**Exercise details:** From the records that follow, extract every line containing the string "pavement", treating uppercase and lowercase letters as distinct.

○ ○ ○ ○ ○

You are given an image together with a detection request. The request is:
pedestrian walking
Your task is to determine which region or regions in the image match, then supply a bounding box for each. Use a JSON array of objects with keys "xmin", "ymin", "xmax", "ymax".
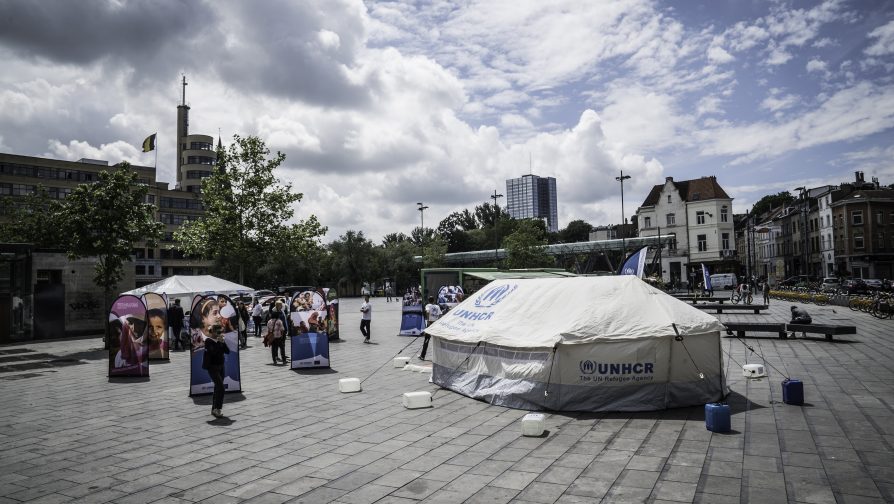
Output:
[
  {"xmin": 251, "ymin": 300, "xmax": 264, "ymax": 338},
  {"xmin": 236, "ymin": 301, "xmax": 249, "ymax": 348},
  {"xmin": 360, "ymin": 295, "xmax": 372, "ymax": 343},
  {"xmin": 419, "ymin": 296, "xmax": 441, "ymax": 360},
  {"xmin": 202, "ymin": 324, "xmax": 230, "ymax": 418},
  {"xmin": 265, "ymin": 317, "xmax": 286, "ymax": 366},
  {"xmin": 791, "ymin": 305, "xmax": 813, "ymax": 338},
  {"xmin": 168, "ymin": 299, "xmax": 183, "ymax": 350}
]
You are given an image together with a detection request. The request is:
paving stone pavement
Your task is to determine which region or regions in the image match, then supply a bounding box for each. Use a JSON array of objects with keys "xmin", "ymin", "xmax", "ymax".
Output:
[{"xmin": 0, "ymin": 298, "xmax": 894, "ymax": 504}]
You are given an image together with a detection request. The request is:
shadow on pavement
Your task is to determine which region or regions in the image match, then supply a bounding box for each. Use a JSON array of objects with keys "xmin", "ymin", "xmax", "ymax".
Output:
[{"xmin": 292, "ymin": 368, "xmax": 338, "ymax": 376}]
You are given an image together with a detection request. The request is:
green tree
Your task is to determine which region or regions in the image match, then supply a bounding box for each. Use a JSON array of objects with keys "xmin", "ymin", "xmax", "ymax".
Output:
[
  {"xmin": 329, "ymin": 230, "xmax": 375, "ymax": 289},
  {"xmin": 422, "ymin": 235, "xmax": 447, "ymax": 268},
  {"xmin": 503, "ymin": 219, "xmax": 554, "ymax": 268},
  {"xmin": 56, "ymin": 163, "xmax": 164, "ymax": 330},
  {"xmin": 174, "ymin": 135, "xmax": 326, "ymax": 283},
  {"xmin": 0, "ymin": 186, "xmax": 66, "ymax": 248}
]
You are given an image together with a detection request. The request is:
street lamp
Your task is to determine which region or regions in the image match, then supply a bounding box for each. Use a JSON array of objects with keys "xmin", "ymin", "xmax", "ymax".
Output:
[
  {"xmin": 795, "ymin": 186, "xmax": 810, "ymax": 275},
  {"xmin": 416, "ymin": 201, "xmax": 428, "ymax": 268},
  {"xmin": 615, "ymin": 170, "xmax": 630, "ymax": 261},
  {"xmin": 490, "ymin": 189, "xmax": 503, "ymax": 264}
]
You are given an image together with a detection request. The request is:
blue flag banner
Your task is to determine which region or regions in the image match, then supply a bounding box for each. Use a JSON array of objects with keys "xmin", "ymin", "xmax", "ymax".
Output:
[
  {"xmin": 702, "ymin": 263, "xmax": 713, "ymax": 290},
  {"xmin": 620, "ymin": 247, "xmax": 649, "ymax": 278}
]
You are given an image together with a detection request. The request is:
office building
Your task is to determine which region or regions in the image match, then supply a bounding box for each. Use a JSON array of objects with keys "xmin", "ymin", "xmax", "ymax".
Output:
[{"xmin": 506, "ymin": 175, "xmax": 559, "ymax": 233}]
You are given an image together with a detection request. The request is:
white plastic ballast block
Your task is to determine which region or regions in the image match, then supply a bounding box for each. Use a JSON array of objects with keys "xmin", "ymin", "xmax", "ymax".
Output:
[
  {"xmin": 403, "ymin": 392, "xmax": 432, "ymax": 409},
  {"xmin": 338, "ymin": 378, "xmax": 360, "ymax": 394},
  {"xmin": 742, "ymin": 364, "xmax": 767, "ymax": 378},
  {"xmin": 522, "ymin": 413, "xmax": 546, "ymax": 436}
]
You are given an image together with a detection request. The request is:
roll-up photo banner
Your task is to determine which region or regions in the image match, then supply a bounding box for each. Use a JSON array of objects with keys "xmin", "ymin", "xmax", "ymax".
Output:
[
  {"xmin": 109, "ymin": 295, "xmax": 149, "ymax": 377},
  {"xmin": 289, "ymin": 291, "xmax": 329, "ymax": 369}
]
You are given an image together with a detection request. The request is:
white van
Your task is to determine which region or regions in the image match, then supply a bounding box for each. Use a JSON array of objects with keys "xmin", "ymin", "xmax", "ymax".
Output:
[{"xmin": 711, "ymin": 273, "xmax": 739, "ymax": 290}]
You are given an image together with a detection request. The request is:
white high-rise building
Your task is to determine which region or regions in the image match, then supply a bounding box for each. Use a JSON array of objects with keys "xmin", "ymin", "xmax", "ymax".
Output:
[{"xmin": 506, "ymin": 175, "xmax": 559, "ymax": 233}]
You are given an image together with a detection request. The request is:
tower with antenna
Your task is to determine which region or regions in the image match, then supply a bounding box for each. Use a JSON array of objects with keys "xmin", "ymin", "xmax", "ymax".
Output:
[{"xmin": 176, "ymin": 75, "xmax": 217, "ymax": 192}]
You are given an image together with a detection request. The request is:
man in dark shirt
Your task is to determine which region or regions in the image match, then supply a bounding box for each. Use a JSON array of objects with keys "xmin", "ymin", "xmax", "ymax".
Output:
[
  {"xmin": 168, "ymin": 299, "xmax": 183, "ymax": 350},
  {"xmin": 791, "ymin": 306, "xmax": 813, "ymax": 338}
]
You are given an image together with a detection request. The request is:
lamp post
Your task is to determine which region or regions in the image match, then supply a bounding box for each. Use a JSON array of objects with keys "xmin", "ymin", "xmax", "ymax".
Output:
[
  {"xmin": 795, "ymin": 186, "xmax": 810, "ymax": 275},
  {"xmin": 615, "ymin": 170, "xmax": 630, "ymax": 261},
  {"xmin": 416, "ymin": 201, "xmax": 428, "ymax": 268},
  {"xmin": 490, "ymin": 189, "xmax": 503, "ymax": 266}
]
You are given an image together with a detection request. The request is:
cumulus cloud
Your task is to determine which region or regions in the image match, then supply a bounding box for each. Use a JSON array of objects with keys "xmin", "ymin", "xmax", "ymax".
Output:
[
  {"xmin": 699, "ymin": 83, "xmax": 894, "ymax": 164},
  {"xmin": 863, "ymin": 21, "xmax": 894, "ymax": 56},
  {"xmin": 0, "ymin": 0, "xmax": 894, "ymax": 239}
]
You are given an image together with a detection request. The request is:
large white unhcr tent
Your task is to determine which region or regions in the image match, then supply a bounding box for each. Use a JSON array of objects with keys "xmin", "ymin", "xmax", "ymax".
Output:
[
  {"xmin": 122, "ymin": 275, "xmax": 253, "ymax": 298},
  {"xmin": 426, "ymin": 276, "xmax": 728, "ymax": 411}
]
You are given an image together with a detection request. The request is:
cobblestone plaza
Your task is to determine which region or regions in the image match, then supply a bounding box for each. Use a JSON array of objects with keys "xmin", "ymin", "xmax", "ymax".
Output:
[{"xmin": 0, "ymin": 298, "xmax": 894, "ymax": 504}]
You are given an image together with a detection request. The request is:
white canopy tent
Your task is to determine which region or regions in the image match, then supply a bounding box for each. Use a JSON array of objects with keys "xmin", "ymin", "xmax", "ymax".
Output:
[
  {"xmin": 426, "ymin": 276, "xmax": 728, "ymax": 411},
  {"xmin": 122, "ymin": 275, "xmax": 254, "ymax": 298}
]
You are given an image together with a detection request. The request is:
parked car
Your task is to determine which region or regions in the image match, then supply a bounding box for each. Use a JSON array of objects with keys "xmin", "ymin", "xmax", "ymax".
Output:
[
  {"xmin": 863, "ymin": 278, "xmax": 883, "ymax": 290},
  {"xmin": 779, "ymin": 275, "xmax": 816, "ymax": 288},
  {"xmin": 710, "ymin": 273, "xmax": 739, "ymax": 290},
  {"xmin": 820, "ymin": 277, "xmax": 841, "ymax": 292},
  {"xmin": 841, "ymin": 278, "xmax": 869, "ymax": 294}
]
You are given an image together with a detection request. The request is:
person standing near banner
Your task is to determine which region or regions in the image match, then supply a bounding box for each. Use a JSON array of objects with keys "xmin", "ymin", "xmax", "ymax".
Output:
[
  {"xmin": 251, "ymin": 300, "xmax": 264, "ymax": 338},
  {"xmin": 236, "ymin": 301, "xmax": 248, "ymax": 348},
  {"xmin": 168, "ymin": 299, "xmax": 183, "ymax": 350},
  {"xmin": 267, "ymin": 317, "xmax": 286, "ymax": 366},
  {"xmin": 202, "ymin": 324, "xmax": 230, "ymax": 418},
  {"xmin": 419, "ymin": 296, "xmax": 441, "ymax": 360},
  {"xmin": 360, "ymin": 295, "xmax": 372, "ymax": 343},
  {"xmin": 146, "ymin": 308, "xmax": 168, "ymax": 357}
]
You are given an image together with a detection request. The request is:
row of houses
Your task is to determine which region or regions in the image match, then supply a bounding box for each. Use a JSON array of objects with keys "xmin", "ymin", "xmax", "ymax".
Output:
[
  {"xmin": 736, "ymin": 171, "xmax": 894, "ymax": 279},
  {"xmin": 631, "ymin": 172, "xmax": 894, "ymax": 284}
]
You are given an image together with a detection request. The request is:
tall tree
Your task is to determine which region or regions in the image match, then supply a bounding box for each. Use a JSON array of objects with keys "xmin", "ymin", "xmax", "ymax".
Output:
[
  {"xmin": 503, "ymin": 219, "xmax": 555, "ymax": 268},
  {"xmin": 475, "ymin": 202, "xmax": 511, "ymax": 228},
  {"xmin": 174, "ymin": 135, "xmax": 326, "ymax": 283},
  {"xmin": 57, "ymin": 163, "xmax": 164, "ymax": 330},
  {"xmin": 329, "ymin": 230, "xmax": 374, "ymax": 294}
]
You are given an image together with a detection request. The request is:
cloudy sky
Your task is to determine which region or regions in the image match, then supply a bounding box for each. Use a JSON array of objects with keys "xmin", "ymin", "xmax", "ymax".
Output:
[{"xmin": 0, "ymin": 0, "xmax": 894, "ymax": 241}]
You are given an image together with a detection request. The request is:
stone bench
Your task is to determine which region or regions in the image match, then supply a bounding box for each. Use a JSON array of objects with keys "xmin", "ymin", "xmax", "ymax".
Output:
[
  {"xmin": 785, "ymin": 324, "xmax": 857, "ymax": 341},
  {"xmin": 693, "ymin": 303, "xmax": 769, "ymax": 313},
  {"xmin": 723, "ymin": 322, "xmax": 788, "ymax": 339}
]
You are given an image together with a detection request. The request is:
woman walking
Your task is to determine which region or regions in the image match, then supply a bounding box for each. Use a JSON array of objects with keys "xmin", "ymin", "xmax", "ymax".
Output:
[{"xmin": 202, "ymin": 324, "xmax": 230, "ymax": 418}]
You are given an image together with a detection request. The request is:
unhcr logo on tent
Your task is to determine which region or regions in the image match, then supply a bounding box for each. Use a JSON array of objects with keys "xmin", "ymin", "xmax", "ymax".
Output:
[{"xmin": 475, "ymin": 284, "xmax": 518, "ymax": 308}]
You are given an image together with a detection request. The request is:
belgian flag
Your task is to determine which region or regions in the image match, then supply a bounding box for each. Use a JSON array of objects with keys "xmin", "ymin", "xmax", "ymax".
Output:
[{"xmin": 143, "ymin": 133, "xmax": 155, "ymax": 152}]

○ ○ ○ ○ ○

**Complete output:**
paving stone pavement
shadow on pavement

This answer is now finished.